## Text segment

:::

Pub Date: Oct. 1st, 2002
ISBN: 0-451-20732-7
Publisher: NAL/Berkley

Hotshot lawyer Mercer Early, the putative hero of this third collusion between Darden and Lochte (L.A. Justice, 2001, etc.), wouldn’t recognize a legal principle if it were labeled as such and personally delivered by Thurgood Marshall. What Mercer—black, bright, and ethically challenged—does recognize is the path to partnership at prestigious Carter & Hansborough, a path he’s following lickety-split as this courtroom drama opens. On behalf of a drug-dealing lowlife, he uses a doctored tape to discredit a key witness. Mercer’s client walks, but not far: he’s offed that very night. Indicted for the crime is LAPD Detective Claude Burris, the selfsame key witness discredited by Mercer. Along with virtually everyone else, Mercer thinks Burris guilty, but his belief becomes irrelevant when Burris’s girlfriend, armed to the teeth with a Mercer indiscretion, cows him by demanding: Defend my boyfriend, or I’ll ventilate your checkered past. So here’s the made-for-daytime-TV situation: a white cop with a black lover, on trial for killing a black drug dealer, is represented, under duress, by a black lawyer. Carter & Hansborough, as morally myopic as its star litigator, wrings every single set of its hands at this scenario until certain political advantages become evident. Hand-wringing stops, bullets fly, blood flows, bodies fall, Mercer triumphs, readers yawn.

Riddled with knowing banalities (“In most cases, D.A.’s and defense lawyers choose different kinds of jurors”) and bad prose: hackwork unredeemed by occasional bursts of courtroom energy.

:::

## Source material

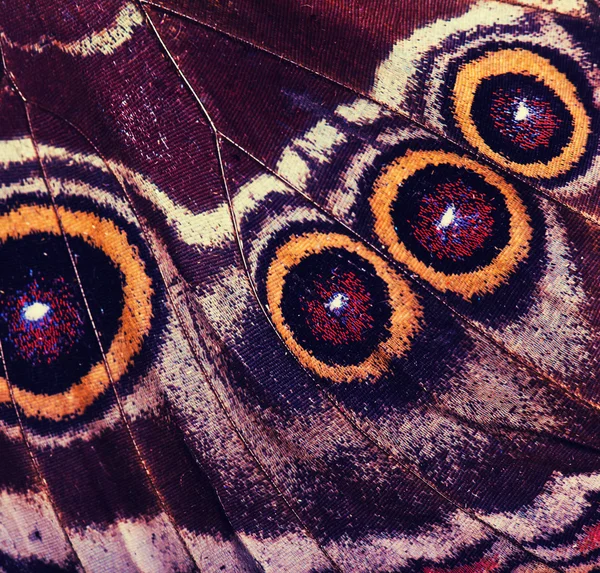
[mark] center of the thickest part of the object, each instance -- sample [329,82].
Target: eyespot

:::

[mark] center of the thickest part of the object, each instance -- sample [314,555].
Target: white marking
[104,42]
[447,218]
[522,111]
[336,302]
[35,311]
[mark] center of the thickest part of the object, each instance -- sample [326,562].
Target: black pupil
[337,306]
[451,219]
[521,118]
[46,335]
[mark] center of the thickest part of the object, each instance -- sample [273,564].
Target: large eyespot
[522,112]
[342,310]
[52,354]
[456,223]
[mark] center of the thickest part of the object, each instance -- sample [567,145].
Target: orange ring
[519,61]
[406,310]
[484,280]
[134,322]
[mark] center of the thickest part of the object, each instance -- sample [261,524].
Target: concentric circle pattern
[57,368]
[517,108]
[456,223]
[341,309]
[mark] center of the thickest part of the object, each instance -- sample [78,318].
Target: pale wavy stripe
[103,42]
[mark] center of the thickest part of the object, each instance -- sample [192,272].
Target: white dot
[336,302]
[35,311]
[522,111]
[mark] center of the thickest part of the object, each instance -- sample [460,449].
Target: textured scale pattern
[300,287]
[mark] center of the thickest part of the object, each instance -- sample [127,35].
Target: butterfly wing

:::

## What you need to do
Change "bad prose" to "clumsy prose" in the book review's final passage, and write out that passage from "Riddled with knowing" up to and including "of courtroom energy.".

## Completed exercise
Riddled with knowing banalities (“In most cases, D.A.’s and defense lawyers choose different kinds of jurors”) and clumsy prose: hackwork unredeemed by occasional bursts of courtroom energy.